Expulsion of the Jews in 1495 and return in 1503
Casimir was succeeded as king of Poland by his son John Albert, and on the Lithuanian throne by his younger son, Alexander Jagellon. The latter confirmed the charter of privileges granted to the Jews by his predecessors, and even gave them additional rights. His father's Jewish creditors received part of the sums due to them, the rest being withheld under various pretexts. The favorable attitude toward the Jews which had characterized the Lithuanian rulers for generations was unexpectedly and radically changed by a decree promulgated by Alexander in April 1495. By this decree all Jews living in Lithuania proper and the adjacent territories were summarily ordered to leave the country.

The expulsion was evidently not accompanied by the usual cruelties; for there was no popular animosity toward the Lithuanian Jews, and the decree was regarded as an act of mere willfulness on the part of an absolute ruler. Some of the nobility, however, approved Alexander's decree, expecting to profit by the departure of their Jewish creditors, as is indicated by numerous lawsuits on the return of the exiles to Lithuania in 1503. It is known from the Hebrew sources that some of the exiles migrated to the Crimea, and that by far the greater number settled in Poland, where, by permission of King John Albert, they established themselves in the towns situated near the Lithuanian boundary. This permission, given at first for a period of two years, was extended "because of the extreme poverty of the Jews on account of the great losses sustained by them." The extension, which applied to all the towns of the kingdom, accorded the enjoyment of all the liberties that had been granted to their Polish brethren (Kraków, June 29, 1498). The expelled Karaites settled in the Polish town of Ratno, now known as Ratne, Ukraine.

The causes of the unexpected expulsion were probably many, including religious reasons, the need to fill a depleted treasury by confiscating the Jews' money, personal animosity, and other causes.

Soon after Alexander's accession to the throne of Poland he permitted the Jewish exiles to return to Lithuania. Beginning in March 1503, as is shown by documents still extant, their houses, lands, synagogues, and cemeteries were returned to them, and permission was granted them to collect their old debts. The new charter of privileges permitted them to live throughout Lithuania as before. The return of the Jews and their attempt to regain their old possessions led to many difficulties and lawsuits. Alexander found it necessary to issue an additional decree (April 1503), directing his vice-regent to enforce the law. In spite of this some of the property was not recovered by the Jews for years.

The Act of 1566
At the same time, the middle of the 16th century witnessed a growing antagonism between the lesser nobility and the Jews. Their relations became strained, and the enmity of the Christians began to disturb the life of the Lithuanian Jews. The anti-Jewish feeling, due at first to economic causes engendered by competition, was fostered by the clergy, who were then engaged in a crusade against heretics, notably the Lutherans, Calvinists, and Jews. The Reformation, which had spread from Germany, tended to weaken the allegiance to the Roman Catholic Church. Frequent instances occurred of the marriage of Catholic women to Jews, Turks, or Tatars. The Bishop of Vilnius complained to Sigismund August (Dec., 1548) of the frequency of such mixed marriages and of the education of the offspring in their fathers' faiths. The shlyakhta also saw in the Jews dangerous competitors in commercial and financial undertakings. In their dealings with the agricultural classes the lords preferred the Jews as middlemen, thus creating a feeling of injury on the part of the shlyakhta. The exemption of the Jews from military service and the power and wealth of the Jewish tax-farmers intensified the resentment of the shlyakhta. Members of the nobility, like Borzobogaty, Zagorovski, and others, attempted to compete with the Jews as leaseholders of customs revenues, but were never successful. Since the Jews lived in the towns and on the lands of the king, the nobility could not wield any authority over them nor derive profit from them. They had not even the right to settle Jews on their estates without the permission of the king; but, on the other hand, they were often annoyed by the erection on their estates of the toll houses of the Jewish tax-collectors.

## Do this:
Please output, word for word, the part of the passage on the Jews of Lithuania that begins at "The causes of" and stops after "and other causes.".

## Supplied entries:

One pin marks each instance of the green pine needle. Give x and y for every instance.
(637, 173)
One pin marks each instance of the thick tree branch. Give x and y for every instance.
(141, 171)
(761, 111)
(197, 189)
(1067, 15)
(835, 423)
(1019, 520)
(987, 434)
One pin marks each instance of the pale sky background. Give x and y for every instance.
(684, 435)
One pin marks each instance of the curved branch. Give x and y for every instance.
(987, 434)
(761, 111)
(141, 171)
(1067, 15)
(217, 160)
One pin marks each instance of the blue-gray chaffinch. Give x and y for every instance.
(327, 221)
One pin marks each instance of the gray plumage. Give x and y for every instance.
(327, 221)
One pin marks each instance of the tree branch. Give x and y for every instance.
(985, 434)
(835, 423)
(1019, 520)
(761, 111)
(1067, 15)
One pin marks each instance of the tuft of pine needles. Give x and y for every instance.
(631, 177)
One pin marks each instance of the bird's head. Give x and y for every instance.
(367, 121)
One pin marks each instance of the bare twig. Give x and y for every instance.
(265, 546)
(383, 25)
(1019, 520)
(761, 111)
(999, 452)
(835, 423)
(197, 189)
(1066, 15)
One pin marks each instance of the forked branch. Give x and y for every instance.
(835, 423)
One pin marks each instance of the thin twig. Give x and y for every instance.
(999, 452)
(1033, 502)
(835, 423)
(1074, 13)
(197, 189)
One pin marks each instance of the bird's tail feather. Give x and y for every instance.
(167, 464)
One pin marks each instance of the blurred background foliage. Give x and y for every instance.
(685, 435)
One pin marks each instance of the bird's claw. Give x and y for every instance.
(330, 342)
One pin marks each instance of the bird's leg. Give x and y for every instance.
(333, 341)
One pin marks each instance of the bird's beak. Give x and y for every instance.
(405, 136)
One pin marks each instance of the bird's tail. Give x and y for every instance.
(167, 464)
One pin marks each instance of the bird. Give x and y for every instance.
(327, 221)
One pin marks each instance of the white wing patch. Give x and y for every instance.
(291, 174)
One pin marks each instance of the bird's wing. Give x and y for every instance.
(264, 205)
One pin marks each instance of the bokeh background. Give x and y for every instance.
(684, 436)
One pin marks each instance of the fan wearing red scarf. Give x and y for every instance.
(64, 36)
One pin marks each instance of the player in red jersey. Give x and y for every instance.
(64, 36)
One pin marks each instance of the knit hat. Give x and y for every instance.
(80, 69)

## Solution to the problem:
The causes of the unexpected expulsion were probably many, including religious reasons, the need to fill a depleted treasury by confiscating the Jews' money, personal animosity, and other causes.